When you retype the data, keep every line exactly as it appears.

Source material:
++++

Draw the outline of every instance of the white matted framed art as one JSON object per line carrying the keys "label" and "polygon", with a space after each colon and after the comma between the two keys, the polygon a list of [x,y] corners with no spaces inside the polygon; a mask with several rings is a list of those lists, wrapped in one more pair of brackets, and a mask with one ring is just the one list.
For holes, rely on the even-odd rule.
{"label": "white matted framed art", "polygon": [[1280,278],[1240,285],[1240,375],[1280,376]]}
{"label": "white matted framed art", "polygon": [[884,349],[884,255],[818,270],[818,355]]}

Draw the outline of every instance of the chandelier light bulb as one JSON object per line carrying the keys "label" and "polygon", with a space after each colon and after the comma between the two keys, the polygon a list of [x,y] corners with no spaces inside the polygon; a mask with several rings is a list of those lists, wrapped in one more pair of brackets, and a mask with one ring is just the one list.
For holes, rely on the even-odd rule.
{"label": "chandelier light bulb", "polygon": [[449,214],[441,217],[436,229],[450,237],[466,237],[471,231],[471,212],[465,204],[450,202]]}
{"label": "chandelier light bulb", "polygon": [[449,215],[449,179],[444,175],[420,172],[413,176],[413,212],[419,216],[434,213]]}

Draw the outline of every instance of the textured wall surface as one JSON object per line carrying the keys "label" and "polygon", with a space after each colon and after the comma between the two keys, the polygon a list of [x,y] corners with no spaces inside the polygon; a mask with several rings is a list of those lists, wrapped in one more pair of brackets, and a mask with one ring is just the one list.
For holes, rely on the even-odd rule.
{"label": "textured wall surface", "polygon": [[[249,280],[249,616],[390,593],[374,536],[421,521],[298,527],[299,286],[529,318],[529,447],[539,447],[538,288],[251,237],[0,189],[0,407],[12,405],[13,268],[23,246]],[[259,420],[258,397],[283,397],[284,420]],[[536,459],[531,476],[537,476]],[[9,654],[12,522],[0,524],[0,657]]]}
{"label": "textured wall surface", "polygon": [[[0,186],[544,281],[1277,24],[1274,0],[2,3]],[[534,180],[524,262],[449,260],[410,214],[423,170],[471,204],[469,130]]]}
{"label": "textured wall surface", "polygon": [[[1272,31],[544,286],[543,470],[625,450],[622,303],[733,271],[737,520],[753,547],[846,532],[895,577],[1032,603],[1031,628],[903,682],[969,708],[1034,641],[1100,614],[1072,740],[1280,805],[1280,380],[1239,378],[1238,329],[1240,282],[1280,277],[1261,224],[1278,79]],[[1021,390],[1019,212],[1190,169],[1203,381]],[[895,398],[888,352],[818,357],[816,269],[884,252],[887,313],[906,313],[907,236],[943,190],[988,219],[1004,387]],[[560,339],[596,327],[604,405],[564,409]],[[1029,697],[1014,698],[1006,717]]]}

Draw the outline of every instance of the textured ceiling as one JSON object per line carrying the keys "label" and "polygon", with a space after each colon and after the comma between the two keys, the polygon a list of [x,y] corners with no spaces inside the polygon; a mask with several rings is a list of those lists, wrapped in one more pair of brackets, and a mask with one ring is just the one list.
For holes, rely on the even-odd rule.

++++

Result below:
Draw the outline of every instance of the white matted framed art as one JSON object per line carrying the keys "label" and "polygon", with a space after each colon and after the comma between the two keys, the polygon a list of [x,y] corners with no spaces inside the polygon; a mask with several rings is a list of those lists, wrapped in one more pair of brackets, and a mask with one ring is just the one list.
For holes, rely on the even-odd rule.
{"label": "white matted framed art", "polygon": [[1280,278],[1240,285],[1240,375],[1280,376]]}
{"label": "white matted framed art", "polygon": [[884,349],[884,255],[818,270],[818,355]]}

Draw the outline of every instance of the chandelier light bulb as one JSON object per line carrying the keys "label" and "polygon", with a space after each colon and after the comma between the two keys, the polygon a list of [x,y] corners with no spaces inside the polygon; a mask with several rings is a list of those lists, wrapped in one more pair of brackets, and a mask with one ring is just the one list.
For holes, rely on the even-odd rule.
{"label": "chandelier light bulb", "polygon": [[449,214],[441,217],[436,229],[450,237],[466,237],[471,231],[471,212],[465,204],[450,202]]}
{"label": "chandelier light bulb", "polygon": [[449,215],[449,179],[444,175],[420,172],[413,176],[413,212],[419,216],[434,213]]}

Draw the outline of every instance of the textured wall surface as one JSON object per line carrying the keys "label" and "polygon", with a space after each colon and after the comma between the two keys, the polygon a list of [x,y] corners with no spaces inside the polygon; a mask with several rings is a list of those lists, wrapped in one more pair of brackets, and a mask with one ring is just the one list.
For holes, rely on the even-odd rule.
{"label": "textured wall surface", "polygon": [[[249,280],[249,616],[390,593],[374,536],[421,521],[298,527],[299,286],[529,318],[529,447],[539,447],[538,288],[251,237],[0,189],[0,407],[12,405],[13,268],[23,246]],[[259,420],[258,397],[283,397],[284,420]],[[536,459],[531,476],[537,476]],[[9,654],[12,522],[0,524],[0,657]]]}
{"label": "textured wall surface", "polygon": [[[0,186],[544,281],[1277,24],[1274,0],[2,3]],[[534,180],[524,262],[449,260],[410,214],[423,170],[471,204],[469,130]]]}
{"label": "textured wall surface", "polygon": [[[1272,31],[544,286],[543,470],[625,450],[622,303],[733,271],[737,520],[753,547],[846,532],[895,577],[1032,603],[1031,628],[903,682],[969,708],[1034,641],[1100,614],[1072,740],[1280,805],[1280,380],[1239,378],[1238,329],[1240,282],[1280,277],[1261,224],[1278,79]],[[1021,390],[1019,212],[1190,169],[1203,381]],[[895,398],[888,352],[818,357],[816,269],[884,252],[887,313],[906,313],[907,236],[943,190],[988,219],[1004,387]],[[560,339],[596,327],[604,405],[564,409]],[[1029,697],[1014,698],[1006,717]]]}

Draw the outline of every instance of the textured ceiling as one JSON object per line carrying the keys "label" and "polygon", with a space after each colon and after the comma between the two keys, the polygon a list of [x,y] corners with no spaces inside the polygon; a mask with several rings is a list of those lists, wrapped in one more pair of brackets, and a mask with one ring is just the one list.
For holes, rely on the even-odd rule.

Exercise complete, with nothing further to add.